マンション選びに関する本文抜粋を読み、次の問いに答えてください。
1. 建物自体や共用部分には、「見るべきポイント」がどの程度あると述べられていますか。
2. 住みやすさや資産価値を維持する点において、非常に重要とされているものは何ですか。
3. チェックするべきポイントは、どのような二つの視点から説明されますか。

*本文抜粋*
========
マンションの購入を検討する際は、モデルルーム見学や内見で部屋の中をじっくりと確認するでしょう。一方で建物自体や共用部分にも「見るべきポイント」はたくさんあります。また長い人では数十年と住んでいくマンションなので、住みやすさや資産価値を維持する点において「管理」が非常に重要です。
そこで今回は「敷地・建物」と「共用部分・管理」という視点で、元不動産営業マンがマンション選びでチェックするべきポイントについてお話します。実際に「管理の行き届いた物件を見極めるコツ」も解説しますので、ぜひ参考にしてください。
========
*データセットの項目*

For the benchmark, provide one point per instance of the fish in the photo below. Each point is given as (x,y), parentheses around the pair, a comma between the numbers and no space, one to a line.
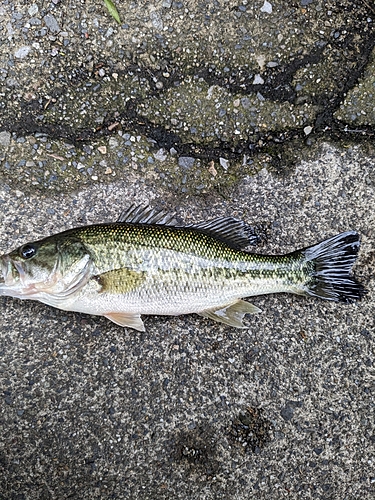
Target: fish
(148,263)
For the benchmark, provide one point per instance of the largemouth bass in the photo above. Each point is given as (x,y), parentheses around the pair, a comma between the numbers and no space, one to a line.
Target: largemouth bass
(146,263)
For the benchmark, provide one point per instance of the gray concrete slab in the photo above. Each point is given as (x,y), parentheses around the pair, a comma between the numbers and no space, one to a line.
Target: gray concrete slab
(207,109)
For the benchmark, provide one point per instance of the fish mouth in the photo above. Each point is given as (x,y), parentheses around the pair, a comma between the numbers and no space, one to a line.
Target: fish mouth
(7,278)
(4,270)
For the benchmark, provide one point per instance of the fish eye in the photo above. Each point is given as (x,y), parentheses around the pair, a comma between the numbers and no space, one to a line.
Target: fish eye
(27,251)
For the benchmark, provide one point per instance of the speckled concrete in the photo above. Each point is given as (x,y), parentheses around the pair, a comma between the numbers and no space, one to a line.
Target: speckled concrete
(96,116)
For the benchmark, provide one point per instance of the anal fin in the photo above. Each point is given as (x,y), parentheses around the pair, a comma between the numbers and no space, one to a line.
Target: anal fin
(231,314)
(130,320)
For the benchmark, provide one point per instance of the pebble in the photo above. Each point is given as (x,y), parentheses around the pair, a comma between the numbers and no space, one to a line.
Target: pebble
(5,139)
(160,155)
(22,52)
(186,162)
(51,23)
(33,9)
(258,80)
(156,20)
(267,7)
(224,163)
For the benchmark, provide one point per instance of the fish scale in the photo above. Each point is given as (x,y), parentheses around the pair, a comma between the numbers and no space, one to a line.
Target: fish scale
(146,263)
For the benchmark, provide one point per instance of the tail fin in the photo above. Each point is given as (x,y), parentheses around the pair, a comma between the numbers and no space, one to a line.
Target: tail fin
(330,263)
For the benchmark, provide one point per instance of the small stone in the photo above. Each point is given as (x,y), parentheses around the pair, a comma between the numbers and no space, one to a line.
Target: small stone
(35,21)
(212,169)
(287,413)
(5,139)
(51,23)
(22,52)
(160,155)
(267,7)
(33,9)
(258,80)
(113,143)
(156,20)
(186,162)
(224,163)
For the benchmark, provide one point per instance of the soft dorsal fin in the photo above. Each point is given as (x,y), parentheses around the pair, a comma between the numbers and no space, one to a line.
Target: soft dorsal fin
(235,233)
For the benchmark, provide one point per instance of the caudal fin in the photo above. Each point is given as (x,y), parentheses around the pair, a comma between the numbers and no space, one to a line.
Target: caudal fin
(330,263)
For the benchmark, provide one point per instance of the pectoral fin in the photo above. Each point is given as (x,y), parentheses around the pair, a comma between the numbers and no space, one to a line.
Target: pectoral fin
(231,314)
(121,280)
(130,320)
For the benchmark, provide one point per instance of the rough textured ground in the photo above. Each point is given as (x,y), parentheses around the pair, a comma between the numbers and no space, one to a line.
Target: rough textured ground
(260,110)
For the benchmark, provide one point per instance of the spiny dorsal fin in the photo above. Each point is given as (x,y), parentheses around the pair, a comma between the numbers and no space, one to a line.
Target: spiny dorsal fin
(235,233)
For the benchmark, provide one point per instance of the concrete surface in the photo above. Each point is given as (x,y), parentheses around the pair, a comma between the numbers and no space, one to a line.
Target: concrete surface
(260,110)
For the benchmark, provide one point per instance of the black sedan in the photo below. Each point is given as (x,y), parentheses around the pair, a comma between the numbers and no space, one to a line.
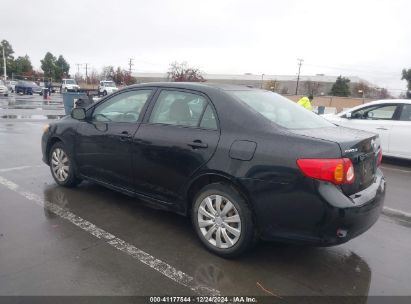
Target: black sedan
(244,164)
(28,88)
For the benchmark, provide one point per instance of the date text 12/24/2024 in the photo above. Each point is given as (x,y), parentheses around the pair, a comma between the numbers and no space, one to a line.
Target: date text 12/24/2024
(203,299)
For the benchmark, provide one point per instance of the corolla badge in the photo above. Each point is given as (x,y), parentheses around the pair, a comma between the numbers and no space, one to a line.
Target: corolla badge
(374,144)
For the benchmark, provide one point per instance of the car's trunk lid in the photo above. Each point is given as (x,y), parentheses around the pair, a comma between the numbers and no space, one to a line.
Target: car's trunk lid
(360,147)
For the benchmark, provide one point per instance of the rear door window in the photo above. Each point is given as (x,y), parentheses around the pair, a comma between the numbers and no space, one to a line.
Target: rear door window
(406,113)
(124,107)
(380,112)
(179,108)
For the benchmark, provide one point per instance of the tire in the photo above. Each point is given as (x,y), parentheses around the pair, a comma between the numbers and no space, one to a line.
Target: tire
(62,166)
(236,235)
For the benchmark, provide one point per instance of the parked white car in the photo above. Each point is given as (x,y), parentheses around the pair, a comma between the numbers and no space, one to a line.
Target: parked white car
(106,87)
(391,119)
(69,85)
(3,89)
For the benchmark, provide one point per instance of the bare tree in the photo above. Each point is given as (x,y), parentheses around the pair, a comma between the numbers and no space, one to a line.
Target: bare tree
(272,85)
(361,89)
(284,91)
(107,73)
(182,72)
(312,87)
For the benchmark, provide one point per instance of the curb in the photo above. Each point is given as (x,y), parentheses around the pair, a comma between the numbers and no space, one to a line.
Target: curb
(398,214)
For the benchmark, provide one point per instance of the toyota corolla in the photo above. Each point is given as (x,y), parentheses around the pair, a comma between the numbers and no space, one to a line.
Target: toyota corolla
(243,163)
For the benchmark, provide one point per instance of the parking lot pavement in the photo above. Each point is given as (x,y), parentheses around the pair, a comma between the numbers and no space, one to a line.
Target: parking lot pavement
(398,173)
(90,240)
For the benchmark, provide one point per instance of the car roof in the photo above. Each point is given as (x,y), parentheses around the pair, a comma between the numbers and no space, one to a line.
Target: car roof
(201,86)
(376,102)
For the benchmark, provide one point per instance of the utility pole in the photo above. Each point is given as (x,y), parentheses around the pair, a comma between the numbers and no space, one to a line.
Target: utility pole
(86,73)
(300,62)
(78,67)
(4,67)
(130,64)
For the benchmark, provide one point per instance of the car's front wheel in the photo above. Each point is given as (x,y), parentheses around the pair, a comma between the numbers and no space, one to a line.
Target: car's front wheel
(223,220)
(62,166)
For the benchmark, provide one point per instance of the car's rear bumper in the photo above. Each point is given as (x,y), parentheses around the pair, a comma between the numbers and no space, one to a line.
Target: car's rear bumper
(315,213)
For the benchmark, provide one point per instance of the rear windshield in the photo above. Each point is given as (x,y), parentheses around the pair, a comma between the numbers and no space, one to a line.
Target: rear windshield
(281,110)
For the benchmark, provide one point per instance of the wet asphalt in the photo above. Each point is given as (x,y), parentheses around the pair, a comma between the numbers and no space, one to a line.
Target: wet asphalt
(42,253)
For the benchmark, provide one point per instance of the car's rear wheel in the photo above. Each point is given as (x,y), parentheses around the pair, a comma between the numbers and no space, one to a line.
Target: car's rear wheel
(62,166)
(223,220)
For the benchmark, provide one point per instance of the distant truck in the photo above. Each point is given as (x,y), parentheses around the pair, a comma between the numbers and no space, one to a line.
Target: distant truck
(69,85)
(106,87)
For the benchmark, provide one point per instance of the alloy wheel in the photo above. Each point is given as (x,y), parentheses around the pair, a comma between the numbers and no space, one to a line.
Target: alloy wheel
(219,221)
(60,164)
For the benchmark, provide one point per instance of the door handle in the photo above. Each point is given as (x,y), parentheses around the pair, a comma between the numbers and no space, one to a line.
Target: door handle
(124,136)
(197,144)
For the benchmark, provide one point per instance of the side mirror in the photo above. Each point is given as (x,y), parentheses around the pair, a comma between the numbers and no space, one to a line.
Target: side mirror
(78,113)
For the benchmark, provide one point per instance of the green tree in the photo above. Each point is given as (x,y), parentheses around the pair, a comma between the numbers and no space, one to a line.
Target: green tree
(406,75)
(22,64)
(341,87)
(48,65)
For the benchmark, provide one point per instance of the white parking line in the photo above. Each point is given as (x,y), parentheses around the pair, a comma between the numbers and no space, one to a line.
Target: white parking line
(163,268)
(19,168)
(396,169)
(396,213)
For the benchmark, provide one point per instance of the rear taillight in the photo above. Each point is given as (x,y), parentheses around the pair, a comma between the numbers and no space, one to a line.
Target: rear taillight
(379,157)
(337,171)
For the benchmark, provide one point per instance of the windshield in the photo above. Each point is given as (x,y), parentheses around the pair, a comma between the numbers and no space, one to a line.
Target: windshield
(281,110)
(109,84)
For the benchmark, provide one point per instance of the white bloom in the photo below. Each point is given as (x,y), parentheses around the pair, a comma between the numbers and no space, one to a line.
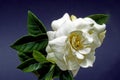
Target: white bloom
(73,41)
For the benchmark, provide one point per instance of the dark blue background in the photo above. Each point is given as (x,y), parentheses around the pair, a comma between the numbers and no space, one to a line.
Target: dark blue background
(13,21)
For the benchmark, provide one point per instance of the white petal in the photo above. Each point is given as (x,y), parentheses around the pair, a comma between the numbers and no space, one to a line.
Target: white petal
(48,49)
(89,60)
(79,56)
(66,28)
(58,43)
(56,24)
(51,57)
(51,35)
(99,28)
(58,46)
(102,35)
(85,51)
(74,72)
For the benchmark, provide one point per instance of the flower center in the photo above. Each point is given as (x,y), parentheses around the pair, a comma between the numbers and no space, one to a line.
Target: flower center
(76,40)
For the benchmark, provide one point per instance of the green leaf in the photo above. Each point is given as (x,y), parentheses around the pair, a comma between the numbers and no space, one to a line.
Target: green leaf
(29,65)
(99,18)
(49,75)
(38,56)
(30,43)
(66,75)
(35,26)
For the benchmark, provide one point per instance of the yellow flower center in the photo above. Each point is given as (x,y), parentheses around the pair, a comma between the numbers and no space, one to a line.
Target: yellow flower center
(76,40)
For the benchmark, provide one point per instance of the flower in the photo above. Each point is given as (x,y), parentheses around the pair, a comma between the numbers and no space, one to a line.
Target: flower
(73,41)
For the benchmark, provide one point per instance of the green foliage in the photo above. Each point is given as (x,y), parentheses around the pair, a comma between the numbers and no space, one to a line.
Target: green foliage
(32,50)
(30,43)
(66,75)
(38,56)
(99,18)
(29,65)
(35,26)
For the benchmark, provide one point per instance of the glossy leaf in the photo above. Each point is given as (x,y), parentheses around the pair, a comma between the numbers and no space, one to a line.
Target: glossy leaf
(29,65)
(35,26)
(38,56)
(66,75)
(99,18)
(30,43)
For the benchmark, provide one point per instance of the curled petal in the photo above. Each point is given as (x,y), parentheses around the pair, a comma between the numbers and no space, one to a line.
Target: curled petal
(56,24)
(88,61)
(85,51)
(51,35)
(79,56)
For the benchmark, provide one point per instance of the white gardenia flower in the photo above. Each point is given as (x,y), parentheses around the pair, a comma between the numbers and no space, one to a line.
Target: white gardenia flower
(73,41)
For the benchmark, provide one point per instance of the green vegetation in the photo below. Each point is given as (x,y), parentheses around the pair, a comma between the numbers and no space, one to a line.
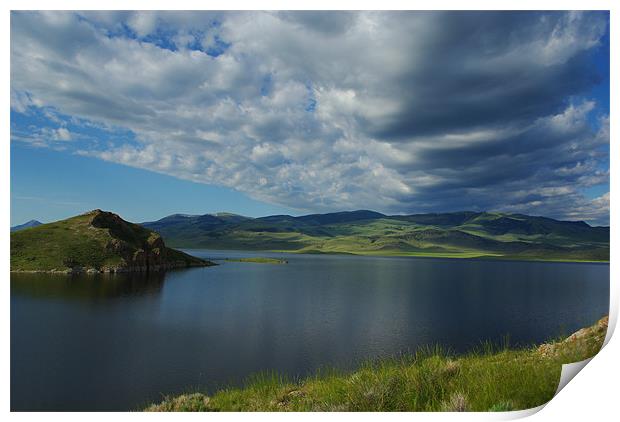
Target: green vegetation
(450,235)
(259,260)
(97,241)
(484,380)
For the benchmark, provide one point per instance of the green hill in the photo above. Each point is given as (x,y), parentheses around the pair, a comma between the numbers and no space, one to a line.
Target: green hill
(461,234)
(97,241)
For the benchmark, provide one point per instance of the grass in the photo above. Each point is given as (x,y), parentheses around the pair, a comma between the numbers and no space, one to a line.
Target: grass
(259,260)
(484,236)
(488,379)
(95,240)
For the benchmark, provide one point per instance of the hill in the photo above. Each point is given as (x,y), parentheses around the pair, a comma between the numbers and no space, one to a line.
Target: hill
(97,241)
(460,234)
(491,379)
(26,225)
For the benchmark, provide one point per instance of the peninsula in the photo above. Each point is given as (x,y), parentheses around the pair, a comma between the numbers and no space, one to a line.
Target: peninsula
(97,241)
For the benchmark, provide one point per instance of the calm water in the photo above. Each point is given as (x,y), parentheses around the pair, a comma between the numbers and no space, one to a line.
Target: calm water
(118,342)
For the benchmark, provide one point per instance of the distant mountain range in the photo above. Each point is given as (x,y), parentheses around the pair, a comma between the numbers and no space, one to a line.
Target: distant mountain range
(27,225)
(458,234)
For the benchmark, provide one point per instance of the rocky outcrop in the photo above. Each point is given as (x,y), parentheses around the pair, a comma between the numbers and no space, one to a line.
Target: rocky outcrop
(97,241)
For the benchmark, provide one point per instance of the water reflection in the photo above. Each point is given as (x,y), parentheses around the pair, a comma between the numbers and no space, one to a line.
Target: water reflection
(86,287)
(115,342)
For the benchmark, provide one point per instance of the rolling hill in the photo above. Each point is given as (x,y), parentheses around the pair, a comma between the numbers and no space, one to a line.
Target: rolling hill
(96,241)
(459,234)
(26,225)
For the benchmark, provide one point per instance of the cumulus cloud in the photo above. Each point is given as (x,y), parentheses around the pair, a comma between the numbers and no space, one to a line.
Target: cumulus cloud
(395,111)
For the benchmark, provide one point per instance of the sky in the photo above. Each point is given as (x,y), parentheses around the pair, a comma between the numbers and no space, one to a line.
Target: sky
(152,113)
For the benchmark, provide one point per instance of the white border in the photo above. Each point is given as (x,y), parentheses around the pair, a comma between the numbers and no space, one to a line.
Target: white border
(591,395)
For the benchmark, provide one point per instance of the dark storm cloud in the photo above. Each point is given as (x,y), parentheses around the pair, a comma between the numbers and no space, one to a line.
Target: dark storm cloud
(396,111)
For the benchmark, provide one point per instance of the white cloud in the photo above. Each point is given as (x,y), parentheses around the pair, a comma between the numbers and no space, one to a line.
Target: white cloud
(398,112)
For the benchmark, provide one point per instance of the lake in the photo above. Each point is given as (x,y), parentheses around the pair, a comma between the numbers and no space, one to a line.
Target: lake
(118,342)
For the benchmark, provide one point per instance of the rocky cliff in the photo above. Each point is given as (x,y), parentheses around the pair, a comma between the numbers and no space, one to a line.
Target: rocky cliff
(97,241)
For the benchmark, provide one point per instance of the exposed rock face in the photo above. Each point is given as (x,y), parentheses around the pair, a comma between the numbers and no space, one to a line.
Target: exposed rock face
(97,241)
(587,338)
(140,249)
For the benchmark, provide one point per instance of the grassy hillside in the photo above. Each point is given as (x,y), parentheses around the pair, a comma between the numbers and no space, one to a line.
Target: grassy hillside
(487,380)
(464,234)
(95,241)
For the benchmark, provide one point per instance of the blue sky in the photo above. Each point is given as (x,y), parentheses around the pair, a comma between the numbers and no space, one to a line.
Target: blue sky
(153,113)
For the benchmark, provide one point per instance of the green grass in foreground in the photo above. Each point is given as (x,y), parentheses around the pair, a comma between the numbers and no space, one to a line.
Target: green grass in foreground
(430,380)
(259,260)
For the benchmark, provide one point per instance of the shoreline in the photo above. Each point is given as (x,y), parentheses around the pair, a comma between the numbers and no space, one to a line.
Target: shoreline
(462,256)
(488,379)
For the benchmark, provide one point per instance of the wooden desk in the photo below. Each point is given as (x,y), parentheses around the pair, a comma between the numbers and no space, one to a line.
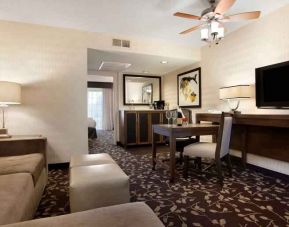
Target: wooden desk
(262,135)
(21,145)
(173,132)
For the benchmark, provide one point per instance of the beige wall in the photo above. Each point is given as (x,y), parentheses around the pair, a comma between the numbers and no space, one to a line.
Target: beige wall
(234,60)
(51,64)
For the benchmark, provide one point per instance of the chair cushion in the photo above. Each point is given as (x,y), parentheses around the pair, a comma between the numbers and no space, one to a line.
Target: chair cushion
(90,159)
(16,196)
(202,150)
(124,215)
(30,163)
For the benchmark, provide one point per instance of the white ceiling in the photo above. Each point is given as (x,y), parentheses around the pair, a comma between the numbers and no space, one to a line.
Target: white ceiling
(145,18)
(140,62)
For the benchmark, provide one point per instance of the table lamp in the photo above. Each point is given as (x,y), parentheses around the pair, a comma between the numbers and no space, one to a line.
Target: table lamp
(235,93)
(10,94)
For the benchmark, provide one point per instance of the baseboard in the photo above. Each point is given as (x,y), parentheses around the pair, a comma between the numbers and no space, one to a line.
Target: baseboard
(267,172)
(64,165)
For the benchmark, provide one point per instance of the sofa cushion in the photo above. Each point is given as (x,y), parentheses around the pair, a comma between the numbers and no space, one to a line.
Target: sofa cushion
(124,215)
(30,163)
(16,195)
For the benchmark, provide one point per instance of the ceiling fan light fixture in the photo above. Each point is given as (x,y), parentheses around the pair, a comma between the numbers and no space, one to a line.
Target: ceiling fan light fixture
(205,34)
(214,17)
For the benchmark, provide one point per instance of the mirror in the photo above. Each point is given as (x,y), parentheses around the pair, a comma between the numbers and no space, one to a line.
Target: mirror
(141,90)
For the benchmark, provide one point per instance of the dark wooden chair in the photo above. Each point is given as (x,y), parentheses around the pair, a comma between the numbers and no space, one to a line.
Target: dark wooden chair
(215,151)
(183,142)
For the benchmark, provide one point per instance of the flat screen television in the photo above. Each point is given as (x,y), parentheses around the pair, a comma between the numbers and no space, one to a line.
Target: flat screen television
(272,86)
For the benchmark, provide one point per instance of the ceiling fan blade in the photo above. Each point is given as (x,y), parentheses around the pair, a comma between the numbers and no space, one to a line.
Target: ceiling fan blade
(245,16)
(223,6)
(188,16)
(191,29)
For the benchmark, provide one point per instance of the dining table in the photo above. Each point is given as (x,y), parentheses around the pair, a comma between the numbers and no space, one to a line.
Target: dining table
(173,132)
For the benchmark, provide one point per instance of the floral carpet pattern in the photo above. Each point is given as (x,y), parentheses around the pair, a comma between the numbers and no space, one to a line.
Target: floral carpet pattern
(249,198)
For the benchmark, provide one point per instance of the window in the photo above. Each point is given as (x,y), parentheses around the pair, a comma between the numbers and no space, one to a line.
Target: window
(95,105)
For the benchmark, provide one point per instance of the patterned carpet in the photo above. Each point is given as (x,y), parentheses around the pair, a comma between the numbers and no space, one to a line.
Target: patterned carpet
(249,198)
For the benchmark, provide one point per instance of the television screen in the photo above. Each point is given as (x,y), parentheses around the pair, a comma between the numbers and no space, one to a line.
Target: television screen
(272,86)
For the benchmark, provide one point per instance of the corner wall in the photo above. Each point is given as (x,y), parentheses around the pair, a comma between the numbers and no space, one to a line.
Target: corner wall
(234,60)
(51,65)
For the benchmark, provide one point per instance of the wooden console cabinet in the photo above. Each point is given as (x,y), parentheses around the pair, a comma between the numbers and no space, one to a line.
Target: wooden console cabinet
(263,135)
(135,126)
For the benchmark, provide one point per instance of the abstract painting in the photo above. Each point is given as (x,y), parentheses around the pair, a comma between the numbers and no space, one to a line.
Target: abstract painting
(189,88)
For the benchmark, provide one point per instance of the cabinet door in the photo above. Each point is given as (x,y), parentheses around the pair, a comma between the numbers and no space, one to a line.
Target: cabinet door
(131,128)
(143,128)
(156,119)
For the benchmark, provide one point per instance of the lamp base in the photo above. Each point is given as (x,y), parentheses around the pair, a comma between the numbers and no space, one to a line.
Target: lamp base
(235,112)
(4,133)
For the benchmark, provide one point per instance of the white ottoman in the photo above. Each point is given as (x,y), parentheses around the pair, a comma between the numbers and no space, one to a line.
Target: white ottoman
(97,186)
(90,159)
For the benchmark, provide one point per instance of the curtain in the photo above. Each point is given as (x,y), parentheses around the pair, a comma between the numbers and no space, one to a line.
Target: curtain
(107,110)
(100,107)
(95,105)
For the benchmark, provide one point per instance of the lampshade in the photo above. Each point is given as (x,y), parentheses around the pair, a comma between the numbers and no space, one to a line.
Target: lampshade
(235,92)
(10,93)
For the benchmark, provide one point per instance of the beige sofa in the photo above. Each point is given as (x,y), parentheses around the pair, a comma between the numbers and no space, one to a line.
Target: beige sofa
(123,215)
(22,182)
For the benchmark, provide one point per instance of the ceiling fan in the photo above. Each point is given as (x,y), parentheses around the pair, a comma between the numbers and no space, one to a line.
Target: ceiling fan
(213,19)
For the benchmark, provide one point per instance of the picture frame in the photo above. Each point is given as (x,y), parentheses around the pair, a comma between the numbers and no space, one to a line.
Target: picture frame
(147,93)
(189,89)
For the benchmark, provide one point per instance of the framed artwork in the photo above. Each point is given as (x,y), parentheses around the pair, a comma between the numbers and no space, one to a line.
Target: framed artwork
(147,93)
(189,89)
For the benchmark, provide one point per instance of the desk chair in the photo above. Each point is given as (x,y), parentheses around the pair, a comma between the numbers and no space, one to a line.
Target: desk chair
(216,151)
========
*本課題の結果*
1. たくさんあると述べられています。
2. 「管理」です。
3. 「敷地・建物」と「共用部分・管理」という二つの視点です。